Saved entries -
══════

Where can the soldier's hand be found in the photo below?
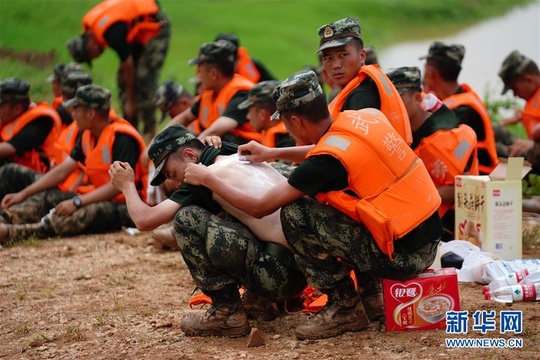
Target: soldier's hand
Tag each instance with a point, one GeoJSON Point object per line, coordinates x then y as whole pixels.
{"type": "Point", "coordinates": [196, 174]}
{"type": "Point", "coordinates": [12, 199]}
{"type": "Point", "coordinates": [253, 151]}
{"type": "Point", "coordinates": [122, 175]}
{"type": "Point", "coordinates": [212, 140]}
{"type": "Point", "coordinates": [520, 147]}
{"type": "Point", "coordinates": [65, 208]}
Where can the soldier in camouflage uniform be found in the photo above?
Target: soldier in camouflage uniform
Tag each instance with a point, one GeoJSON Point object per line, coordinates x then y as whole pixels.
{"type": "Point", "coordinates": [522, 75]}
{"type": "Point", "coordinates": [28, 212]}
{"type": "Point", "coordinates": [220, 251]}
{"type": "Point", "coordinates": [327, 244]}
{"type": "Point", "coordinates": [140, 63]}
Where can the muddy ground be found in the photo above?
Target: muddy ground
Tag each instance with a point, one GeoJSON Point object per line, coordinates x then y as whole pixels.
{"type": "Point", "coordinates": [114, 296]}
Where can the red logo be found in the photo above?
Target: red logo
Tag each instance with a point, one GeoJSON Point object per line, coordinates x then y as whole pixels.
{"type": "Point", "coordinates": [404, 293]}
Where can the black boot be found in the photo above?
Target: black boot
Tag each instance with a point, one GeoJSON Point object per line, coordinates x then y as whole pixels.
{"type": "Point", "coordinates": [225, 318]}
{"type": "Point", "coordinates": [343, 312]}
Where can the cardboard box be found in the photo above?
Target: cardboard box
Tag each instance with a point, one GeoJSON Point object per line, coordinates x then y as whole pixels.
{"type": "Point", "coordinates": [421, 303]}
{"type": "Point", "coordinates": [488, 209]}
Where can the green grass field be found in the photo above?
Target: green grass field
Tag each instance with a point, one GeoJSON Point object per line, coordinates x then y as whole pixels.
{"type": "Point", "coordinates": [283, 34]}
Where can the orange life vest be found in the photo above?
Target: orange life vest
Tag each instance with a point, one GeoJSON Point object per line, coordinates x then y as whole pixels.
{"type": "Point", "coordinates": [246, 67]}
{"type": "Point", "coordinates": [99, 157]}
{"type": "Point", "coordinates": [391, 104]}
{"type": "Point", "coordinates": [446, 154]}
{"type": "Point", "coordinates": [470, 98]}
{"type": "Point", "coordinates": [33, 157]}
{"type": "Point", "coordinates": [530, 116]}
{"type": "Point", "coordinates": [269, 136]}
{"type": "Point", "coordinates": [213, 105]}
{"type": "Point", "coordinates": [142, 27]}
{"type": "Point", "coordinates": [395, 192]}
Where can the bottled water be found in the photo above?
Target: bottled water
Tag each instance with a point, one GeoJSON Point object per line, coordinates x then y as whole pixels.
{"type": "Point", "coordinates": [508, 294]}
{"type": "Point", "coordinates": [513, 278]}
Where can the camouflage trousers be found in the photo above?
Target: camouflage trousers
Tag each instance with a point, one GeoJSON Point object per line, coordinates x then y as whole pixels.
{"type": "Point", "coordinates": [221, 251]}
{"type": "Point", "coordinates": [148, 60]}
{"type": "Point", "coordinates": [327, 244]}
{"type": "Point", "coordinates": [92, 218]}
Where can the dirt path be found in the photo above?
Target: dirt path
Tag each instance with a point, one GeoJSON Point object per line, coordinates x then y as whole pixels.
{"type": "Point", "coordinates": [114, 297]}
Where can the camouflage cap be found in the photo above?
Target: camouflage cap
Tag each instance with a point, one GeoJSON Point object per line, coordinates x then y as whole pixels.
{"type": "Point", "coordinates": [451, 52]}
{"type": "Point", "coordinates": [92, 96]}
{"type": "Point", "coordinates": [72, 80]}
{"type": "Point", "coordinates": [339, 33]}
{"type": "Point", "coordinates": [163, 145]}
{"type": "Point", "coordinates": [260, 92]}
{"type": "Point", "coordinates": [77, 49]}
{"type": "Point", "coordinates": [298, 89]}
{"type": "Point", "coordinates": [405, 78]}
{"type": "Point", "coordinates": [233, 38]}
{"type": "Point", "coordinates": [14, 89]}
{"type": "Point", "coordinates": [512, 66]}
{"type": "Point", "coordinates": [218, 51]}
{"type": "Point", "coordinates": [371, 56]}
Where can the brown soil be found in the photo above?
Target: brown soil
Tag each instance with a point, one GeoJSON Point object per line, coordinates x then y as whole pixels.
{"type": "Point", "coordinates": [38, 59]}
{"type": "Point", "coordinates": [113, 296]}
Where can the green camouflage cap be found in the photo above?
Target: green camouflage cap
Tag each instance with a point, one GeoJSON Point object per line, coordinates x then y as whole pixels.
{"type": "Point", "coordinates": [451, 52]}
{"type": "Point", "coordinates": [167, 93]}
{"type": "Point", "coordinates": [218, 51]}
{"type": "Point", "coordinates": [511, 68]}
{"type": "Point", "coordinates": [163, 145]}
{"type": "Point", "coordinates": [260, 92]}
{"type": "Point", "coordinates": [298, 89]}
{"type": "Point", "coordinates": [72, 80]}
{"type": "Point", "coordinates": [405, 78]}
{"type": "Point", "coordinates": [339, 33]}
{"type": "Point", "coordinates": [14, 89]}
{"type": "Point", "coordinates": [92, 96]}
{"type": "Point", "coordinates": [371, 56]}
{"type": "Point", "coordinates": [77, 49]}
{"type": "Point", "coordinates": [57, 73]}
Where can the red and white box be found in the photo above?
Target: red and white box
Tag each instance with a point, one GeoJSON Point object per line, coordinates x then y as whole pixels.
{"type": "Point", "coordinates": [421, 303]}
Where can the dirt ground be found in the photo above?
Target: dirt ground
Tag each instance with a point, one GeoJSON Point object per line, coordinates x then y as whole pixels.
{"type": "Point", "coordinates": [113, 296]}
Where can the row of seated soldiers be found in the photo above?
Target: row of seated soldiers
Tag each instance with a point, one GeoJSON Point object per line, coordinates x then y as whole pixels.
{"type": "Point", "coordinates": [38, 137]}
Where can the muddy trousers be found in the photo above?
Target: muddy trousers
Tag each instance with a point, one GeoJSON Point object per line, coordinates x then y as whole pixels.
{"type": "Point", "coordinates": [92, 218]}
{"type": "Point", "coordinates": [220, 252]}
{"type": "Point", "coordinates": [327, 244]}
{"type": "Point", "coordinates": [148, 60]}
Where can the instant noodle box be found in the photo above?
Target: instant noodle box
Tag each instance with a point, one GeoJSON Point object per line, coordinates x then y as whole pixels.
{"type": "Point", "coordinates": [421, 303]}
{"type": "Point", "coordinates": [488, 209]}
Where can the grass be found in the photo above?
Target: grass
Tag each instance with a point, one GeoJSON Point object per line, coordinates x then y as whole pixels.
{"type": "Point", "coordinates": [281, 33]}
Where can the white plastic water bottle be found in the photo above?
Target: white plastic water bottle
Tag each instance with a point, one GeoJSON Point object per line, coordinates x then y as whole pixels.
{"type": "Point", "coordinates": [431, 102]}
{"type": "Point", "coordinates": [513, 278]}
{"type": "Point", "coordinates": [508, 294]}
{"type": "Point", "coordinates": [532, 278]}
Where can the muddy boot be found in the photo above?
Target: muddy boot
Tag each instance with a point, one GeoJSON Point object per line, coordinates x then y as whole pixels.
{"type": "Point", "coordinates": [14, 233]}
{"type": "Point", "coordinates": [370, 291]}
{"type": "Point", "coordinates": [343, 312]}
{"type": "Point", "coordinates": [164, 238]}
{"type": "Point", "coordinates": [225, 318]}
{"type": "Point", "coordinates": [257, 307]}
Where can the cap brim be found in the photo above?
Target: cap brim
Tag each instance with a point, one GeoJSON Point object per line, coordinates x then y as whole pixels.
{"type": "Point", "coordinates": [245, 104]}
{"type": "Point", "coordinates": [195, 61]}
{"type": "Point", "coordinates": [73, 102]}
{"type": "Point", "coordinates": [159, 178]}
{"type": "Point", "coordinates": [335, 43]}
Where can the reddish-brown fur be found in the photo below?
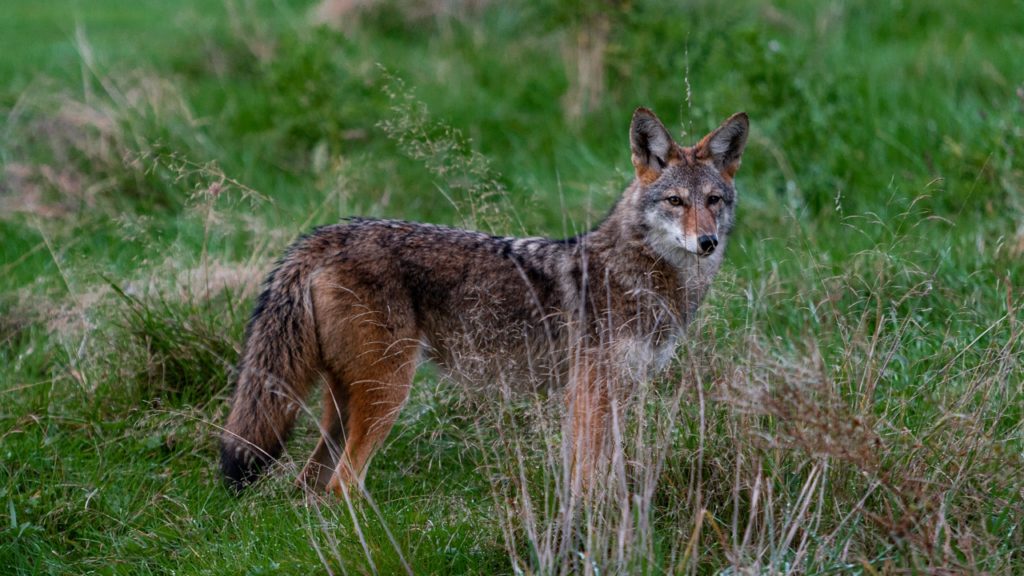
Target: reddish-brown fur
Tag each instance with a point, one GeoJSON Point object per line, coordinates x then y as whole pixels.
{"type": "Point", "coordinates": [357, 304]}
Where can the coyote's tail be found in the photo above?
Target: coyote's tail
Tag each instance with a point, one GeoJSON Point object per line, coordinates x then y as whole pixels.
{"type": "Point", "coordinates": [278, 367]}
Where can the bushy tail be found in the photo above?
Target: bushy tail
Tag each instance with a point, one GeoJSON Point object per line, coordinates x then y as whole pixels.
{"type": "Point", "coordinates": [278, 367]}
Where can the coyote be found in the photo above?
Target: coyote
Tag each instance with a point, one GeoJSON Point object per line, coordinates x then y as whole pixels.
{"type": "Point", "coordinates": [357, 303]}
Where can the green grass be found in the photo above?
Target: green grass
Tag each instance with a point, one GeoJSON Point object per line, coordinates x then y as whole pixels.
{"type": "Point", "coordinates": [863, 340]}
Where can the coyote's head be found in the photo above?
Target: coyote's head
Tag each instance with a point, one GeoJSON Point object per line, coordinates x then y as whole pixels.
{"type": "Point", "coordinates": [685, 195]}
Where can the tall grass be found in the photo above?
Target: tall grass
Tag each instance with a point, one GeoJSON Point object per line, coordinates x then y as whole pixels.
{"type": "Point", "coordinates": [849, 399]}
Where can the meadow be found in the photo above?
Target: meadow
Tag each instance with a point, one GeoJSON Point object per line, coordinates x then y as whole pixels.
{"type": "Point", "coordinates": [850, 400]}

══════

Throughout the records, the word "logo" shows up on certain lines. Report how many lines, with only the number.

2